Stated task 1 - Rewrite the rows starting at the line containing "Your task: detect every large" and ending at the line containing "[310,553,367,616]" as a Markdown table with the columns Number and Entry. Give each line its own numbered row and leave out blank lines.

Text provided -
# Tuscarora RR Gets its Ducks in a Row



## East Broad Top (Dec 29, 2007)

Like many narrow gauge railroads in the 1930s, the Tuscarora Railroad looked for unique ways to move traffic for minimal cost. Drawing from a recent trip to Colorado, the boys in the shops turned out two "ducks" as they quickly came to be known; both based on the Rio Grande Southern's motors (aka "Galloping Geese") 










TRR Motor #2 was the first, based on the RGS Motor #2. (The number is purely coincidental; the TRR's "Motor 1" is an old converted Model T Roadster.) The shop crew purchased a 1929 Model A Ford which had been roughed up on the rural Pennsylvania roadways. It was painted in a dark green color which the foreman liked, so they found a similar color and used that for the entire thing. Locals said it reminded them of the green of a mallard duck's head, so it became known as "the duck." Someone coined the phrase "Meandering Mallard," which management thought much more marketable than "duck," so they ran with it. 










Motor #2 is scratchbuilt, with a brass frame and styrene box for freight. The Model A is a Hubley kit, and yes--the paint that was on the kit when I bought it is what inspired the green paint and "duck story" that came with it.










Motor #3 is built to the same design as RGS #6, their work goose. Management wanted to keep the "Meandering Mallard" name specifically for #2, since it carried the freight and passengers of the day. Motor #3 became known as "the odd duck." Despite its less-than-flattering moniker, #3 became quite popular with the brass, them favoring it over the aging Motor #1 for their excursions over the line. 

Motor #3 is a Berlyn Locomotive Works model, pretty much unmodified except for new boards along the back and a proper load of track repair materials. (The tie load hides the battery pack.)

Given information -
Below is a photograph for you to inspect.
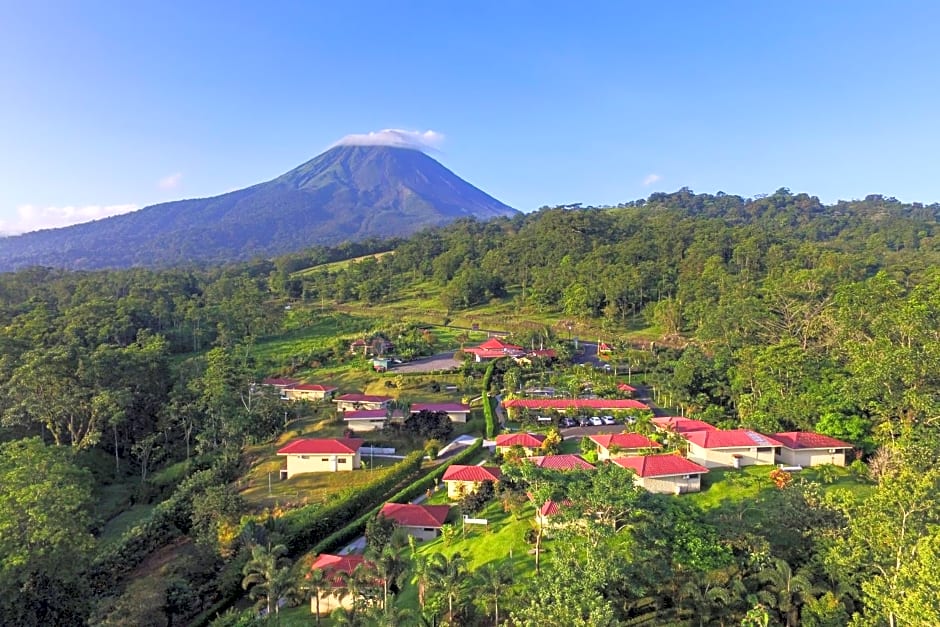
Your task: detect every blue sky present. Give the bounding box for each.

==

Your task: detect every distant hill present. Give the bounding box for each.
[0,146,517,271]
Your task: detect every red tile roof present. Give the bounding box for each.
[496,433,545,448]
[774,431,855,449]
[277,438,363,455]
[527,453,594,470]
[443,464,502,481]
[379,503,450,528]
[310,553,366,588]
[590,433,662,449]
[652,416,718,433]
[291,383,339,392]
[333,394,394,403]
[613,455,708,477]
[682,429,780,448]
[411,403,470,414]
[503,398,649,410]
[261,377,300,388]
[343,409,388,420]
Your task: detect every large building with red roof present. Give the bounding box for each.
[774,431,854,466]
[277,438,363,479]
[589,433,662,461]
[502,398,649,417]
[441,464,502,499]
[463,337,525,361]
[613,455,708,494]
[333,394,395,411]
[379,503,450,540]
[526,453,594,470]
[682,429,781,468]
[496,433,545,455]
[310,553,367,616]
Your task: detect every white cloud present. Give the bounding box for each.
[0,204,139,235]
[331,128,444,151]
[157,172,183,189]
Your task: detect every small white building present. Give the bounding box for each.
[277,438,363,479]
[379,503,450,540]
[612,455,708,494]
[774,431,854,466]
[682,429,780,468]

==

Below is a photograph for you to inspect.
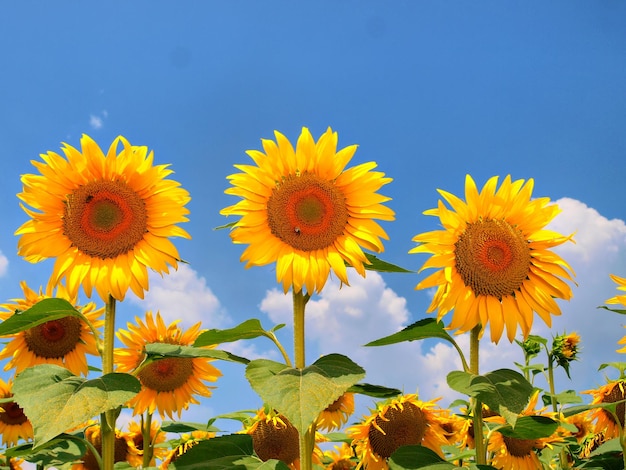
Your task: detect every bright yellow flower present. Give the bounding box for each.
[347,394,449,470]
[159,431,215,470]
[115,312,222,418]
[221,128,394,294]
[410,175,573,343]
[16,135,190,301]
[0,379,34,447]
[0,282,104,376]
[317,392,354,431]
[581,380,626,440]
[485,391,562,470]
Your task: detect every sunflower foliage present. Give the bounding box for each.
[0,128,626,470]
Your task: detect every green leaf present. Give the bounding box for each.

Stated task 2 - In the text about the Tuscarora Railroad motors, reproduce the passage starting at "Motor #3 is a" and ending at "the battery pack.)", changing "battery pack" to "power supply".

Written solution 1 -
| Number | Entry |
|---|---|
| 1 | Your task: detect every large building with red roof present. Give the bounding box for each. |
| 2 | [774,431,854,466] |
| 3 | [277,438,363,479] |
| 4 | [589,433,662,461] |
| 5 | [502,398,649,417] |
| 6 | [441,464,502,499] |
| 7 | [463,337,525,361] |
| 8 | [613,455,708,494] |
| 9 | [333,394,395,411] |
| 10 | [379,503,450,540] |
| 11 | [526,453,594,470] |
| 12 | [682,429,781,468] |
| 13 | [496,433,545,455] |
| 14 | [310,553,367,616] |

Written solution 2 -
Motor #3 is a Berlyn Locomotive Works model, pretty much unmodified except for new boards along the back and a proper load of track repair materials. (The tie load hides the power supply.)